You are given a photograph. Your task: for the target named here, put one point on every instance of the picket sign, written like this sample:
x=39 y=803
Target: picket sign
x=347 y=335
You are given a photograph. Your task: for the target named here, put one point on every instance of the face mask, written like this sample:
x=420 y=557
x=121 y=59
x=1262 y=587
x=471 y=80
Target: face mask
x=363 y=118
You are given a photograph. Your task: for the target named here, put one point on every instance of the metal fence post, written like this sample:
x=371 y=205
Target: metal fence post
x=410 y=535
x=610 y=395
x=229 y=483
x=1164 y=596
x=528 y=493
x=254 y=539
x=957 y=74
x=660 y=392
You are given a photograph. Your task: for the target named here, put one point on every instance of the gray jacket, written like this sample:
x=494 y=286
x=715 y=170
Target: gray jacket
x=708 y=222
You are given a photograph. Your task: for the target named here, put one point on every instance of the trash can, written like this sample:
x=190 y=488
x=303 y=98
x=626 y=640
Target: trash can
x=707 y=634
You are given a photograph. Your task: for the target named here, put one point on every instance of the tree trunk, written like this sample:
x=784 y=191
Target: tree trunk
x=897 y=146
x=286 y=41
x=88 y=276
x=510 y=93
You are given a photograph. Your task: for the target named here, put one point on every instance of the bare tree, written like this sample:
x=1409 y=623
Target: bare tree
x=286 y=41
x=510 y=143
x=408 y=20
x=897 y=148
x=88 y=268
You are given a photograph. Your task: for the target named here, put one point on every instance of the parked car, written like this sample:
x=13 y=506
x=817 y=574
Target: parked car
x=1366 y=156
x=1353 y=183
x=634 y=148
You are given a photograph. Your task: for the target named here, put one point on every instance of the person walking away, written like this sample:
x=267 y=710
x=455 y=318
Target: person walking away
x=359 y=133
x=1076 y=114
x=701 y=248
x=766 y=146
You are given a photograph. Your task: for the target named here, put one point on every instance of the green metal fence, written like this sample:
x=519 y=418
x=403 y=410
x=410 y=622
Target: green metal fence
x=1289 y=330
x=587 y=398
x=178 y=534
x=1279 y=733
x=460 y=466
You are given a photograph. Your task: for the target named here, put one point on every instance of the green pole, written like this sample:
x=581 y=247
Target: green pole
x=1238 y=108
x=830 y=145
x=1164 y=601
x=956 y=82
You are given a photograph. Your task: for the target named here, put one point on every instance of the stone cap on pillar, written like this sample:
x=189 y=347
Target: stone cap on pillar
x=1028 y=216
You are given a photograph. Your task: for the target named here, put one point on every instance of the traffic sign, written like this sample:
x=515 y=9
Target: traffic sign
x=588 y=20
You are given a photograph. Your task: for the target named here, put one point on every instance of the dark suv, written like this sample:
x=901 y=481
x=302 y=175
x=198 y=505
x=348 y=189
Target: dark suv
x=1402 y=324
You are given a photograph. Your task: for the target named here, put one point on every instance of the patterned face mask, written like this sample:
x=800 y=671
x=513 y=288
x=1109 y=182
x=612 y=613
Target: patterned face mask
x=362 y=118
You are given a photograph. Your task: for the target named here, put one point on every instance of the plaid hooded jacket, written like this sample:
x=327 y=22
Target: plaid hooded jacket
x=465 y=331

━━━━━━━━━━━━━━━━

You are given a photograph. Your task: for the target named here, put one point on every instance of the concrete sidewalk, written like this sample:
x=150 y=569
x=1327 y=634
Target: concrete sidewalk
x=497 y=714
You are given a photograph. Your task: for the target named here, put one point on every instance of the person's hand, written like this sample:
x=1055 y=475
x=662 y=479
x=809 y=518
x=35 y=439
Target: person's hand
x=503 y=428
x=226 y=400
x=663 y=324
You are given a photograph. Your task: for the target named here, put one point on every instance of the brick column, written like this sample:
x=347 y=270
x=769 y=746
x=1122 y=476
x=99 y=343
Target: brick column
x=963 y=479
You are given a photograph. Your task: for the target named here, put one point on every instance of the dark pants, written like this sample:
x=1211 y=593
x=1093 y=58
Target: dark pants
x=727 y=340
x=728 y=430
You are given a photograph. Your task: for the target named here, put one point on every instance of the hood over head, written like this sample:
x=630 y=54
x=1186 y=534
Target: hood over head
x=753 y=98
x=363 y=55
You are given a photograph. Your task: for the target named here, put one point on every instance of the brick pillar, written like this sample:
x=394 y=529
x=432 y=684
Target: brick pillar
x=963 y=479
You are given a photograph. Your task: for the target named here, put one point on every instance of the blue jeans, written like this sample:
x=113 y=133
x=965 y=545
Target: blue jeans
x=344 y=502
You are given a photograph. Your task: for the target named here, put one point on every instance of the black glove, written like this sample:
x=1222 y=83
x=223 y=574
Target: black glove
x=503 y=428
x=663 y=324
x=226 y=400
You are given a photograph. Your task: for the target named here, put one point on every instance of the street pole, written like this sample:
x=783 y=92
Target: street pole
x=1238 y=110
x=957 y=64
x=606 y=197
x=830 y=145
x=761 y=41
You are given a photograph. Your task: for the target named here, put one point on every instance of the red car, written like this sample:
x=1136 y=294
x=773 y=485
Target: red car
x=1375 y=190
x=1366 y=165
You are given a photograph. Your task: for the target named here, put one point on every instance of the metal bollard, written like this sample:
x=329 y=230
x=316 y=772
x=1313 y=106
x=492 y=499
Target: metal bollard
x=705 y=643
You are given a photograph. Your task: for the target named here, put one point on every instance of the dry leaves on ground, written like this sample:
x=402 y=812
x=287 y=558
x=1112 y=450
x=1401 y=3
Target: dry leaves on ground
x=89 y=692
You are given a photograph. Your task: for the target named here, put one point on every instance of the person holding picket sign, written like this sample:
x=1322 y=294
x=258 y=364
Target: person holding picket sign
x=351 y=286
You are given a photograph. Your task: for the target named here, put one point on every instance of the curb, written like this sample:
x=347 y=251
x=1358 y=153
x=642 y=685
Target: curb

━━━━━━━━━━━━━━━━

- [Work required] Please copy the records again, everything from the line with "of the picket" down to the line with "x=707 y=634", swapping "sample" for "example" and changing nothing else.

- [Solved exercise]
You are given a photograph. Your task: for the target named here, put one point on every instance of the picket sign, written like this example:
x=39 y=803
Target: picket sign
x=347 y=335
You are given a photograph. Your task: for the target named here, put one point on every instance of the face mask, written like this example:
x=420 y=557
x=121 y=59
x=1262 y=587
x=471 y=80
Target: face mask
x=363 y=118
You are given a photograph. Your task: for the target named here, put one point on every instance of the metal fence post, written like this example:
x=371 y=205
Target: metal fence post
x=410 y=535
x=610 y=395
x=229 y=483
x=1164 y=596
x=528 y=493
x=254 y=539
x=957 y=74
x=660 y=392
You are given a photograph. Your task: for the target named here, put one point on every instance of the gray jacket, written like this example:
x=494 y=286
x=715 y=170
Target: gray jacket
x=708 y=222
You are given a photograph. Your task: for the target named here, put one point on every instance of the trash can, written like this example:
x=190 y=488
x=303 y=98
x=626 y=640
Target: trash can
x=707 y=634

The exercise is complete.